▸ **Objective**
Could you reproduce verbatim the lines running from the one containing "wooden deck railing?" through the one containing "148 75 L 160", both included?

▸ **Data provided**
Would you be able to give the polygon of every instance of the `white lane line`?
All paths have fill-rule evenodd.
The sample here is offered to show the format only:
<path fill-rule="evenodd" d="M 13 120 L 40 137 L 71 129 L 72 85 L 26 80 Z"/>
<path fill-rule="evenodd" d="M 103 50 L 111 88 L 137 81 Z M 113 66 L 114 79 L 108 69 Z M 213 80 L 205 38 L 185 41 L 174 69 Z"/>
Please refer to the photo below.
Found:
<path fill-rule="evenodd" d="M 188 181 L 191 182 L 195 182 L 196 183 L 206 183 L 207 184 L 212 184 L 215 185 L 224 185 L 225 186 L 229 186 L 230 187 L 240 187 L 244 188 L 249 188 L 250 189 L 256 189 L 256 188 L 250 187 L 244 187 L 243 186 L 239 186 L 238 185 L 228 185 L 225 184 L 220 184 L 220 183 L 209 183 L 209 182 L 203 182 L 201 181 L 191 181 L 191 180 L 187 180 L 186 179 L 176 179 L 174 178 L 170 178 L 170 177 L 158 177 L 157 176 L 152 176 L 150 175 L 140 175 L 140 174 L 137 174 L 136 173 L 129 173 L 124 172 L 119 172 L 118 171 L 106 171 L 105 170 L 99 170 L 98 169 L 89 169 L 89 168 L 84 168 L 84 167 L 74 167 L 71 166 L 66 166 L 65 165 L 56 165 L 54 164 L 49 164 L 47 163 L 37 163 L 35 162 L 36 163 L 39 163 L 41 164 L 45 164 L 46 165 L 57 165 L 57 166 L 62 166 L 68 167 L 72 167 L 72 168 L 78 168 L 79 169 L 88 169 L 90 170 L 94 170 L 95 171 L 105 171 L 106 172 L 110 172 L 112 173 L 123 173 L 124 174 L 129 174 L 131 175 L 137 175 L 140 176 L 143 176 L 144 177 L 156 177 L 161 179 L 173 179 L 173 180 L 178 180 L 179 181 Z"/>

==

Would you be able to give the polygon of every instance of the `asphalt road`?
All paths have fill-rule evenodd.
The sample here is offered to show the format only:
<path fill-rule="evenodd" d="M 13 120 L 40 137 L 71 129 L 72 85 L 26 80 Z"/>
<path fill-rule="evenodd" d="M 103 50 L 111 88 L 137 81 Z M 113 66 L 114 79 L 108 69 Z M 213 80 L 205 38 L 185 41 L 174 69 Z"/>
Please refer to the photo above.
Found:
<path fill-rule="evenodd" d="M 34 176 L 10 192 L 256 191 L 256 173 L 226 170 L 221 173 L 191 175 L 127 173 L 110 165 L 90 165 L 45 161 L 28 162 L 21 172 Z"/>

...

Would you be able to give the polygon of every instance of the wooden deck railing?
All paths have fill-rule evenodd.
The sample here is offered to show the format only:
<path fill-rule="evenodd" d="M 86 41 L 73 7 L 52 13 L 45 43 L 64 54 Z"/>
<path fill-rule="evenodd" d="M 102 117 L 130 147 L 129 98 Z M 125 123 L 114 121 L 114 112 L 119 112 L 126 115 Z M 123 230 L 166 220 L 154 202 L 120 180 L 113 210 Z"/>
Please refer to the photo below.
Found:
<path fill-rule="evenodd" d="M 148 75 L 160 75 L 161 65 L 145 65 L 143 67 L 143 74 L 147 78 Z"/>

▸ **Exercise output**
Would you be able to give the polygon of every instance of the wooden deck railing?
All paths have fill-rule evenodd.
The sample here is offered to show the format only:
<path fill-rule="evenodd" d="M 86 41 L 73 7 L 52 13 L 45 43 L 64 54 Z"/>
<path fill-rule="evenodd" d="M 102 117 L 130 147 L 129 98 Z M 125 123 L 114 121 L 114 112 L 119 112 L 126 115 Z M 123 230 L 166 220 L 154 202 L 120 180 L 113 210 Z"/>
Please refer to the photo below.
Found:
<path fill-rule="evenodd" d="M 148 75 L 160 75 L 161 65 L 145 65 L 143 67 L 143 74 L 147 78 Z"/>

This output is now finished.